What is expected:
Rescale the rows below from the line containing "Task: mark one point on every instance of the cloud" through the end of the rows, reproducing every line with its request unchanged, but multiply each x and y coordinate in the marked points by 1.25 and round to whole numbers, with halves rounded up. Output only these lines.

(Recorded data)
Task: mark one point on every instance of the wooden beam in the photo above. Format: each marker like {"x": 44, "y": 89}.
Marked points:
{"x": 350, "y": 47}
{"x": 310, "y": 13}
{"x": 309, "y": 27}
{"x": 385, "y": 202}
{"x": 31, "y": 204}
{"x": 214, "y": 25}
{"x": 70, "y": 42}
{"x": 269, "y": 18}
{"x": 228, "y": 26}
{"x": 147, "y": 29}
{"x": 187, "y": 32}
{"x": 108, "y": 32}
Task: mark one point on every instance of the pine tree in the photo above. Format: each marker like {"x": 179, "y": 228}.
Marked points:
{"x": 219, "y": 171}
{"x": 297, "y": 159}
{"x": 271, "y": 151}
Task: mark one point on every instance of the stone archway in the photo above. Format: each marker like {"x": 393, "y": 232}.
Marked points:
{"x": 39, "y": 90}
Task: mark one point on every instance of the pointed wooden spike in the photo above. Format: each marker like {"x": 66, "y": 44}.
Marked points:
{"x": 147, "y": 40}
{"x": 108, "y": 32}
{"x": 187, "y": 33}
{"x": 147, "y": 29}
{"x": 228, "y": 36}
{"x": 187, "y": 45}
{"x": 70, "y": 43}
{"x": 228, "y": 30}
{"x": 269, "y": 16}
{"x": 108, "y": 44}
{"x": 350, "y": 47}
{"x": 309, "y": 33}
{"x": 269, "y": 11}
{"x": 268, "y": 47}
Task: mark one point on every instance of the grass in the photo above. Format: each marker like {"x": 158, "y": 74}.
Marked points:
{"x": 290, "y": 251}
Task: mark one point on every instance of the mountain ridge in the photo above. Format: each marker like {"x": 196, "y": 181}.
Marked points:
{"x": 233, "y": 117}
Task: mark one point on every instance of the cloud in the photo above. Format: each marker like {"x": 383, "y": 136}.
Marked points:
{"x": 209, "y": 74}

Exercise response:
Task: mark one point on every instance of the cloud in the photo above. Format: each marker like {"x": 383, "y": 136}.
Marked points:
{"x": 261, "y": 93}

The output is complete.